What is required: Word for word, copy the records and drop the pictures.

Exercise data:
+ + + + + + +
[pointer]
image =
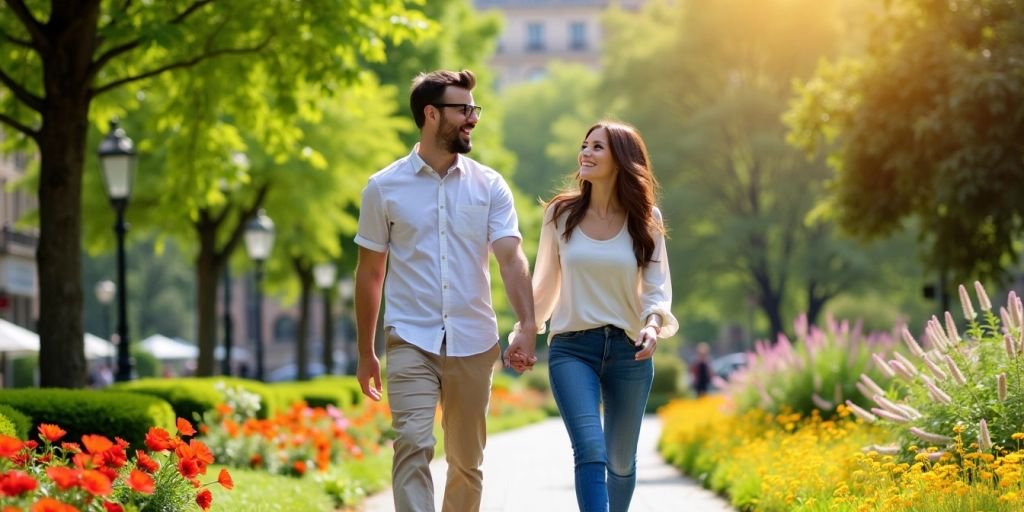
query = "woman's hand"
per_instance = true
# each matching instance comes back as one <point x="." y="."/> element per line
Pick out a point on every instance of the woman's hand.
<point x="646" y="343"/>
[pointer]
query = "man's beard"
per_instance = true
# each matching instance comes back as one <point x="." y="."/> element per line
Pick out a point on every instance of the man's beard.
<point x="449" y="134"/>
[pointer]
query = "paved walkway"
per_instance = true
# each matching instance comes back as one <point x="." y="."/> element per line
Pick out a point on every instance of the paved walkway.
<point x="530" y="469"/>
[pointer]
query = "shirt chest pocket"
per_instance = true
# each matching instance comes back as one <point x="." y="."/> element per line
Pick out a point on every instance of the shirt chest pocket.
<point x="471" y="221"/>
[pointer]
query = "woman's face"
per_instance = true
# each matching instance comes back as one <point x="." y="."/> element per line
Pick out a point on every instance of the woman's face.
<point x="595" y="159"/>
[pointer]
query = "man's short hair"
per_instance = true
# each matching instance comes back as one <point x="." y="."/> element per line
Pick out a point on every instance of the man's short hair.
<point x="429" y="88"/>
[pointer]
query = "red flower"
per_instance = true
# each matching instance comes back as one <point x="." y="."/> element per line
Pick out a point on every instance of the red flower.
<point x="188" y="467"/>
<point x="16" y="483"/>
<point x="157" y="439"/>
<point x="204" y="499"/>
<point x="51" y="432"/>
<point x="145" y="463"/>
<point x="225" y="479"/>
<point x="9" y="446"/>
<point x="96" y="443"/>
<point x="64" y="476"/>
<point x="184" y="427"/>
<point x="72" y="448"/>
<point x="51" y="505"/>
<point x="95" y="482"/>
<point x="141" y="482"/>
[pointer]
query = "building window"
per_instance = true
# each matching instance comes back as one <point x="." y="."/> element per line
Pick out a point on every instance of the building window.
<point x="284" y="329"/>
<point x="535" y="37"/>
<point x="578" y="36"/>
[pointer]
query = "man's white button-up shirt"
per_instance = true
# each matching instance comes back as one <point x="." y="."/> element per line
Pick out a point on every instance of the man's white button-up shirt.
<point x="438" y="233"/>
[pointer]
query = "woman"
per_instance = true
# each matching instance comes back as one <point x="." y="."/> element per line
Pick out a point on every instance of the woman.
<point x="602" y="278"/>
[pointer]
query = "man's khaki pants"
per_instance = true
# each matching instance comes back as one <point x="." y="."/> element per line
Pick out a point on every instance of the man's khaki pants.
<point x="417" y="382"/>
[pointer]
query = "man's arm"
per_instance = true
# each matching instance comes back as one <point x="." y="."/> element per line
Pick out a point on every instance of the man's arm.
<point x="515" y="274"/>
<point x="370" y="271"/>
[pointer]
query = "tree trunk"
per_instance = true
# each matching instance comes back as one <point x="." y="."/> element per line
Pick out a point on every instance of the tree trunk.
<point x="61" y="346"/>
<point x="328" y="332"/>
<point x="71" y="36"/>
<point x="305" y="273"/>
<point x="208" y="267"/>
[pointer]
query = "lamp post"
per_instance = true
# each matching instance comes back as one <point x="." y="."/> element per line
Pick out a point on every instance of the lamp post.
<point x="225" y="363"/>
<point x="345" y="290"/>
<point x="117" y="156"/>
<point x="324" y="274"/>
<point x="105" y="290"/>
<point x="259" y="242"/>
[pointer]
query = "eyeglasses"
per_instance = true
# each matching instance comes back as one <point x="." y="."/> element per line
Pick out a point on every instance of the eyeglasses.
<point x="466" y="108"/>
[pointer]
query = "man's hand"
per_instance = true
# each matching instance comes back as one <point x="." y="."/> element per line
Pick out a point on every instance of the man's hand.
<point x="521" y="353"/>
<point x="369" y="374"/>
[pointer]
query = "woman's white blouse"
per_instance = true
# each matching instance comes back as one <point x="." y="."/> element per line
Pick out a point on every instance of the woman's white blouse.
<point x="584" y="283"/>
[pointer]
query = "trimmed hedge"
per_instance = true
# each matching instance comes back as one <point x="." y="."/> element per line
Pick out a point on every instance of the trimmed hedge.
<point x="81" y="412"/>
<point x="192" y="396"/>
<point x="19" y="422"/>
<point x="342" y="392"/>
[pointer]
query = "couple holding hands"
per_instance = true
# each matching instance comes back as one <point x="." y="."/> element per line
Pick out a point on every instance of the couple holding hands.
<point x="601" y="276"/>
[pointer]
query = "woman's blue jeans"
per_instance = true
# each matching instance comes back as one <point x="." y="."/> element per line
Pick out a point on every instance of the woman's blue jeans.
<point x="588" y="369"/>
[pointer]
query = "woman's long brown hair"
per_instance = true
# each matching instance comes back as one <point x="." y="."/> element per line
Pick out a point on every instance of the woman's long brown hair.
<point x="635" y="189"/>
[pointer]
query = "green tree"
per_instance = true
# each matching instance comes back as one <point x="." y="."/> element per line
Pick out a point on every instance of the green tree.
<point x="62" y="59"/>
<point x="707" y="83"/>
<point x="927" y="125"/>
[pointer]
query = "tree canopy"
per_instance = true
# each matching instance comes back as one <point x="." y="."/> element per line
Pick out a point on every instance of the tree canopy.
<point x="927" y="125"/>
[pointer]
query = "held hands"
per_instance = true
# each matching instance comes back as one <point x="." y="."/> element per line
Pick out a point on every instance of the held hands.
<point x="520" y="355"/>
<point x="646" y="342"/>
<point x="369" y="375"/>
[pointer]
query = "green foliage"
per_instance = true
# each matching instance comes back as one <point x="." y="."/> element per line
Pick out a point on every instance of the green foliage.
<point x="20" y="424"/>
<point x="25" y="372"/>
<point x="257" y="491"/>
<point x="963" y="393"/>
<point x="927" y="125"/>
<point x="7" y="427"/>
<point x="815" y="373"/>
<point x="193" y="396"/>
<point x="81" y="412"/>
<point x="707" y="83"/>
<point x="342" y="392"/>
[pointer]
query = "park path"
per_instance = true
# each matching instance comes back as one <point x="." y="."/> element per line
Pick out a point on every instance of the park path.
<point x="530" y="469"/>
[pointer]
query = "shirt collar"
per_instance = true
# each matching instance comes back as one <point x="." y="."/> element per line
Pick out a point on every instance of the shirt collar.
<point x="419" y="165"/>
+ + + + + + +
Task answer:
[pointer]
image =
query = "woman's hand"
per_instance = true
# each matching instance comes back as one <point x="." y="."/> element per line
Pick out a point on every instance of the woman's hand.
<point x="646" y="343"/>
[pointer]
query = "man's beard"
per_instance = true
# each matching instance comes back as one <point x="." y="."/> element per line
Pick out a point on every instance of the man's beard.
<point x="449" y="134"/>
[pointer]
query = "paved walkway"
per_instance = true
# each matching instance comes back as one <point x="." y="."/> element per line
Pick out a point on every instance of the paved walkway.
<point x="530" y="469"/>
[pointer]
query = "shirt chest pocket"
per_instance = true
# each matching instance comes back as one <point x="." y="."/> element per line
Pick out a point on every instance of the shirt chest pocket.
<point x="471" y="221"/>
[pointer]
query = "woman's face"
per_instance = true
# each matching instance comes back as one <point x="." y="."/> element per line
Pick out a point on every instance of the woman's face.
<point x="595" y="159"/>
[pointer]
query = "man's short hair"
per_instance = true
# each matching instance comes back as one <point x="." y="."/> element per line
Pick out a point on every instance of the man's short hair.
<point x="429" y="88"/>
[pointer]
query = "red flower"
per_instance = true
# each matching instance comes back as one <point x="." y="."/> element per line
Pick out a point on every instance of the red flower.
<point x="188" y="467"/>
<point x="16" y="483"/>
<point x="157" y="439"/>
<point x="204" y="499"/>
<point x="51" y="432"/>
<point x="145" y="463"/>
<point x="225" y="479"/>
<point x="9" y="446"/>
<point x="96" y="443"/>
<point x="64" y="476"/>
<point x="184" y="427"/>
<point x="72" y="448"/>
<point x="51" y="505"/>
<point x="95" y="482"/>
<point x="141" y="482"/>
[pointer]
query = "building window"
per_instance = true
# each matching instance comes back as one <point x="." y="."/> element per line
Pick out a point on every instance of the building window.
<point x="284" y="329"/>
<point x="535" y="37"/>
<point x="578" y="36"/>
[pointer]
query = "man's white button-up shirt"
per_instance = true
# each matching instance comes back as one <point x="." y="."/> element per line
Pick out a point on every instance of the man's white button-up shirt.
<point x="438" y="233"/>
[pointer]
query = "woman"
per_instance = true
# each matching instance comes back as one <point x="." y="."/> element per line
Pick out a point on every instance of the woman.
<point x="602" y="278"/>
[pointer]
query = "man's khaki pants"
per_instance = true
# each matching instance comes back as one <point x="." y="."/> element per line
Pick out a point on every instance of the man's khaki pants.
<point x="417" y="382"/>
[pointer]
query = "man's arm"
per_instance = true
# each matching instance comes back as one <point x="." y="."/> element per line
Pick out a point on every instance of the man's arm.
<point x="515" y="274"/>
<point x="370" y="271"/>
[pointer]
query = "tree trunk"
per_instance = true
# each matching instance comes back as one <point x="." y="."/> element per line
Pick out a point on every instance of the tree trunk.
<point x="61" y="346"/>
<point x="328" y="332"/>
<point x="71" y="36"/>
<point x="305" y="273"/>
<point x="208" y="267"/>
[pointer]
query = "lamp post"
per_instance = true
# each matching instance comes back as one <point x="." y="."/> element per line
Pick out a point on every instance of the lamp post.
<point x="225" y="363"/>
<point x="345" y="290"/>
<point x="117" y="156"/>
<point x="324" y="274"/>
<point x="105" y="290"/>
<point x="259" y="242"/>
[pointer]
query = "eyeglasses"
per_instance = true
# each matching instance comes back as one <point x="." y="."/> element per line
Pick out a point on every instance of the eyeglasses.
<point x="466" y="108"/>
[pointer]
query = "man's hand"
per_instance = true
# each matching instance comes back as one <point x="." y="."/> element per line
Pick out a point on every instance of the man's hand.
<point x="521" y="353"/>
<point x="369" y="374"/>
[pointer]
query = "woman's white blouse"
per_instance = true
# each matching instance comes back as one <point x="." y="."/> element per line
Pick out a point on every instance of the woman's white blouse.
<point x="584" y="283"/>
[pointer]
query = "trimmed hedge"
per_instance = true
# each matching instance comes back as one <point x="." y="."/> element per line
Pick out a point on every instance of the trimmed hedge.
<point x="81" y="412"/>
<point x="192" y="396"/>
<point x="19" y="422"/>
<point x="342" y="392"/>
[pointer]
query = "couple holding hands"
per_instance = true
# each matching instance comes back as one <point x="." y="."/> element per line
Pick out a point on every instance of the couple holding hands.
<point x="601" y="276"/>
[pointer]
query = "woman's blue jeans"
per_instance = true
# each matching instance comes back as one <point x="." y="."/> element per line
Pick out a point on every instance of the woman's blue jeans.
<point x="588" y="369"/>
[pointer]
query = "woman's long brown hair"
per_instance = true
# each matching instance comes back as one <point x="." y="."/> element per line
Pick out a point on every instance of the woman's long brown hair.
<point x="635" y="189"/>
[pointer]
query = "green tree"
per_instance = true
# each matching instance comes back as one <point x="." y="."/> element per line
Pick out a point on every instance of the green tree.
<point x="62" y="59"/>
<point x="707" y="83"/>
<point x="927" y="125"/>
[pointer]
query = "tree canopy"
per_instance = true
# each matching instance comes back as one <point x="." y="."/> element per line
Pick out a point on every instance of the tree canopy.
<point x="927" y="125"/>
[pointer]
query = "held hands"
per_instance = true
# each matching instance comes back as one <point x="." y="."/> element per line
Pick out a point on every instance of the held hands.
<point x="520" y="355"/>
<point x="646" y="342"/>
<point x="369" y="375"/>
[pointer]
query = "green foliage"
per_instance = true
# each matching instance comes back as one <point x="." y="."/> element per line
Pick out a point on every instance of the green foliage.
<point x="20" y="424"/>
<point x="25" y="372"/>
<point x="257" y="491"/>
<point x="963" y="393"/>
<point x="927" y="125"/>
<point x="7" y="427"/>
<point x="815" y="373"/>
<point x="193" y="396"/>
<point x="81" y="412"/>
<point x="707" y="83"/>
<point x="342" y="392"/>
[pointer]
query = "park path"
per_instance = true
# each matching instance comes back as one <point x="." y="."/> element per line
Pick out a point on every instance of the park path.
<point x="530" y="469"/>
[pointer]
query = "shirt collar"
per_instance = true
# each matching instance comes back as one <point x="." y="."/> element per line
Pick out a point on every instance of the shirt collar.
<point x="419" y="165"/>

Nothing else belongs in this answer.